OBJECTIVE: Rewrite the stretch of the material from the line containing "TARGET: black trousers" through the end of the material, renaming "black trousers" to "dark pants" and keeping everything else unchanged.

______

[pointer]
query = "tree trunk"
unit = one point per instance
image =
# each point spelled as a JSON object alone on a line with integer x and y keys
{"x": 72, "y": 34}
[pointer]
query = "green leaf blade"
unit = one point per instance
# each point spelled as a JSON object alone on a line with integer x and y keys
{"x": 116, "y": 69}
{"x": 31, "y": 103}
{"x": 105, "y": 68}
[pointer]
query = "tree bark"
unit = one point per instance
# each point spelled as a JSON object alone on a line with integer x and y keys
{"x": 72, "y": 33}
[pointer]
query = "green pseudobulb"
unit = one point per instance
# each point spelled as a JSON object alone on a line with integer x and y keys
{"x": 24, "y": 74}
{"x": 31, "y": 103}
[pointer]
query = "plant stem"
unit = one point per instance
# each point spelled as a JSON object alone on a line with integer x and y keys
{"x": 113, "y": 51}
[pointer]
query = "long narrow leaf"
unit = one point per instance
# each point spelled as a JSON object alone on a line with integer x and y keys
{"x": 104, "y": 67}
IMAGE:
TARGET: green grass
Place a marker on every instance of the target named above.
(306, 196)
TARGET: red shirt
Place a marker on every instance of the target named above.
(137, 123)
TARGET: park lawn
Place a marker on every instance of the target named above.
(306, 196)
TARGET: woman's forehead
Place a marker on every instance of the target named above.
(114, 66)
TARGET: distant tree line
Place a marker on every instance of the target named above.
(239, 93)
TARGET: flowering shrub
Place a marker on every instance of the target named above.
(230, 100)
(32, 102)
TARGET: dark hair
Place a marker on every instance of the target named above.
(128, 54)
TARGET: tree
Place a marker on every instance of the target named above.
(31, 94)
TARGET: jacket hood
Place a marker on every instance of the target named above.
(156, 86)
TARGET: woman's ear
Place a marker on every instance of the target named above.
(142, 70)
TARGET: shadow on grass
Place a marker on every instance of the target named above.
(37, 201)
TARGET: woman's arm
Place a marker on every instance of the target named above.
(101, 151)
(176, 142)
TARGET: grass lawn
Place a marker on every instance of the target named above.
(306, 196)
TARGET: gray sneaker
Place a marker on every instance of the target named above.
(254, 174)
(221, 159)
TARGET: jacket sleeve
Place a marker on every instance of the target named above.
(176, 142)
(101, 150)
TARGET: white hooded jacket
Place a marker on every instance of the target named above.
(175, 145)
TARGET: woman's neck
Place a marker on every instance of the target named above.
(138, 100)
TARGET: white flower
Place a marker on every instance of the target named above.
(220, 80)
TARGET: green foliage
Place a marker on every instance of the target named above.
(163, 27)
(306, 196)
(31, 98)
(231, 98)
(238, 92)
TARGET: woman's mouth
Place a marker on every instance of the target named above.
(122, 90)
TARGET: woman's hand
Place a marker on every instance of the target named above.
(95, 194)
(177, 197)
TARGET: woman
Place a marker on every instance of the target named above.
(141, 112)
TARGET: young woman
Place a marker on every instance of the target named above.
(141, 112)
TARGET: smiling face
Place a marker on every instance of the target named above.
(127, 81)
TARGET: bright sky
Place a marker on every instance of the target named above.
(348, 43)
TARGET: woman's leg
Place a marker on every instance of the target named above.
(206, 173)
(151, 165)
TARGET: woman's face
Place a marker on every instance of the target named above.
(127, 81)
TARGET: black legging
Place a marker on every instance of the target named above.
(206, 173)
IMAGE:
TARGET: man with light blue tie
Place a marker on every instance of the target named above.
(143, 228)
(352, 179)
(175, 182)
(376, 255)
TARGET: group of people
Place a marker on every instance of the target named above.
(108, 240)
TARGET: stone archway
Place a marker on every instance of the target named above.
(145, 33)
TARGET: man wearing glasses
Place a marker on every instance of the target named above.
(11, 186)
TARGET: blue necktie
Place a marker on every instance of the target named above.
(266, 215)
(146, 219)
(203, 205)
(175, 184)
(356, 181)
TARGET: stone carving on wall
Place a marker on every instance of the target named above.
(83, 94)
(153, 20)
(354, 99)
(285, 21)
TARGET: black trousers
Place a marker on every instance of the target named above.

______

OUTPUT FOR THIS EXERCISE:
TARGET: dark pants
Place a marker on every instance of the target named above.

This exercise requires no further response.